- _WRITTEN REQUEST_: Take all the material and copy it exactly.

┌──

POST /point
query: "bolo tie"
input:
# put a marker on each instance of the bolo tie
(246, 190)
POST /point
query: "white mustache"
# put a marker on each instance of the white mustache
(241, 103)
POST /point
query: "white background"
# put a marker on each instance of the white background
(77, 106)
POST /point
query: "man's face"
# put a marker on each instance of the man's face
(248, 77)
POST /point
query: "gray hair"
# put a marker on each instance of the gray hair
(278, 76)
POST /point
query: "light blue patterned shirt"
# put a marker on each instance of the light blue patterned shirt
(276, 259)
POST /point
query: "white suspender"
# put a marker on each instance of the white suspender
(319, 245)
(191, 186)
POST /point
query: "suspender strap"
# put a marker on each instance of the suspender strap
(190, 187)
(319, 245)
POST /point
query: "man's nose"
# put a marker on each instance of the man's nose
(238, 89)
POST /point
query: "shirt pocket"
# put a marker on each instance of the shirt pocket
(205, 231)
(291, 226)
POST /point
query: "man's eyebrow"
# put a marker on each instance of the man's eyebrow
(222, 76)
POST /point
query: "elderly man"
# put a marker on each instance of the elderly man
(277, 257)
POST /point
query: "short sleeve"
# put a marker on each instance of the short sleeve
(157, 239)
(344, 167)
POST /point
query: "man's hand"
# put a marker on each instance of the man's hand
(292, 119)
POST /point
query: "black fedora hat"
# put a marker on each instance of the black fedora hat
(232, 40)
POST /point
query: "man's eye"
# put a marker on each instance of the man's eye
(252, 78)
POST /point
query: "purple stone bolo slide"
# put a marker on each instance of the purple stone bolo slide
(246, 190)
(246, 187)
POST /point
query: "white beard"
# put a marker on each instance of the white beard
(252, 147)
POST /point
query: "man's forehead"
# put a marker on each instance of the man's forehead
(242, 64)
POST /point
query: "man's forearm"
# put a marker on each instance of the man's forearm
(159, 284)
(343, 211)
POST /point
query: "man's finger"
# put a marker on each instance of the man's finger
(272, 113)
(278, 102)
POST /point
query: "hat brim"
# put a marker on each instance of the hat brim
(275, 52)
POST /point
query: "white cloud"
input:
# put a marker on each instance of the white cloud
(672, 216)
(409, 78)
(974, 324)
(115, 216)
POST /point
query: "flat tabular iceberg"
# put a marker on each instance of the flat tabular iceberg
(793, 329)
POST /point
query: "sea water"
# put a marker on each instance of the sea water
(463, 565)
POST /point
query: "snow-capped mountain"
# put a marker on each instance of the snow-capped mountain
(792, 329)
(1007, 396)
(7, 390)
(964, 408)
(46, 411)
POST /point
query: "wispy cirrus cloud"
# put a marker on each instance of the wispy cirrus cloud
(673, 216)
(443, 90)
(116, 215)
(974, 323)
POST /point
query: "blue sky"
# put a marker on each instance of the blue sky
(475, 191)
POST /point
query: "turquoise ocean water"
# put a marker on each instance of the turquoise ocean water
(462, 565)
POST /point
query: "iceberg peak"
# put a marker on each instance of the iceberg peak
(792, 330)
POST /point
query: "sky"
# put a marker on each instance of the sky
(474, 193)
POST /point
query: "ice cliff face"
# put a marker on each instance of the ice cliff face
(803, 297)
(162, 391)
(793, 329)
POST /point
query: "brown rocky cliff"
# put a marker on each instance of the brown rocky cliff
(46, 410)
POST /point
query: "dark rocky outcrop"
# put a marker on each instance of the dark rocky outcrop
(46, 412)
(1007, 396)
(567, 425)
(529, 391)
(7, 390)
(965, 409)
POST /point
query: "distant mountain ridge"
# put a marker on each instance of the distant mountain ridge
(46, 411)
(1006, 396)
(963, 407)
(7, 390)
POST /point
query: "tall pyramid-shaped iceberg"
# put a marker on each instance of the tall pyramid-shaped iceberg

└──

- _ANSWER TO THIS EXERCISE_:
POST /point
query: "bolo tie"
input:
# put a marker on each instance of the bolo tie
(246, 190)
POST /point
query: "white mustache"
# put a marker on each instance of the white mustache
(241, 103)
POST /point
query: "white background"
# put a marker on each instance of the white background
(77, 106)
POST /point
query: "man's face"
# put a marker on each instance of the man's face
(248, 77)
POST /point
query: "gray hair"
# put a marker on each instance of the gray hair
(278, 76)
POST /point
query: "light blue patterned shirt"
# put a marker on each instance of the light blue patterned shirt
(276, 259)
POST /point
query: "white suspender"
# put a marker on each instance of the white suspender
(319, 245)
(191, 186)
POST /point
query: "suspender strap"
# put a marker on each instance of the suspender strap
(190, 187)
(319, 245)
POST /point
query: "man's nose"
# put a marker on each instance of the man's nose
(238, 89)
POST /point
query: "shirt pocket"
# put a marker on each instance of the shirt pocket
(205, 231)
(291, 226)
POST /point
query: "man's eyebrow"
# put a marker on each instance of the man's eyebrow
(222, 76)
POST /point
query: "elderly man"
# put a marker on each instance of the elderly man
(277, 257)
POST /point
query: "short sleeve"
# put a marker on each instance of the short sleeve
(157, 239)
(344, 167)
POST /point
query: "man's hand"
# put a marker on each instance of the man's hand
(292, 119)
POST /point
query: "black fedora hat"
# put a marker on each instance of the black fedora hat
(232, 40)
POST /point
query: "man's eye"
# put a marker on each instance of the man's eye
(252, 78)
POST /point
query: "purple stone bolo slide"
# put a marker on each instance of the purple stone bolo slide
(246, 190)
(246, 187)
POST /point
query: "white beard"
# put a marker on each instance of the white beard
(252, 147)
POST /point
query: "man's forehead"
# put a marker on each instance of the man's forehead
(242, 64)
POST /point
query: "man's forearm"
# put a marker on each instance of the man's forearm
(159, 284)
(343, 211)
POST /point
query: "man's finger"
# put a marker on each instance of the man's finger
(272, 113)
(278, 102)
POST /point
query: "hat brim"
# put a marker on each instance of the hat brim
(275, 52)
POST /point
query: "white cloud"
input:
# put a marker on each instance of the white cloud
(672, 216)
(409, 78)
(974, 324)
(115, 216)
POST /point
query: "flat tabular iceberg"
# put a marker on each instance of the flat tabular iceberg
(793, 329)
POST /point
query: "sea water"
# put a marker on each instance of the sea water
(463, 565)
POST /point
query: "snow-capped mountain"
# put a marker on each instance of the snow-capped mountain
(792, 329)
(1007, 396)
(7, 390)
(964, 408)
(46, 411)
POST /point
query: "wispy cirrus cloud"
# put a marker on each instance of the wispy cirrus cloud
(673, 216)
(443, 90)
(116, 215)
(974, 323)
POST /point
query: "blue sky"
# put a marker on each instance of the blue sky
(475, 191)
POST /point
query: "turquoise ocean water"
# put a marker on each instance of the turquoise ocean water
(462, 565)
POST /point
query: "iceberg peak"
# put a marker on each instance of the iceberg peak
(792, 330)
POST /point
query: "sky"
# put a marker on each instance of the sky
(474, 193)
POST /point
query: "ice cliff face"
# put a marker on each instance of the ice cliff face
(803, 297)
(162, 391)
(793, 329)
POST /point
query: "brown rocky cliff"
# put a marker on each instance of the brown rocky cliff
(46, 410)
POST /point
query: "dark rocky outcrop"
# put a marker on each instance of the dark rocky outcrop
(46, 412)
(1007, 396)
(567, 425)
(529, 391)
(7, 390)
(965, 409)
POST /point
query: "distant mountain ridge"
# put a marker on each instance of the distant mountain ridge
(46, 411)
(1006, 396)
(963, 407)
(7, 390)
POST /point
query: "tall pyramid-shaped iceberg"
# put a marker on each instance of the tall pyramid-shaped iceberg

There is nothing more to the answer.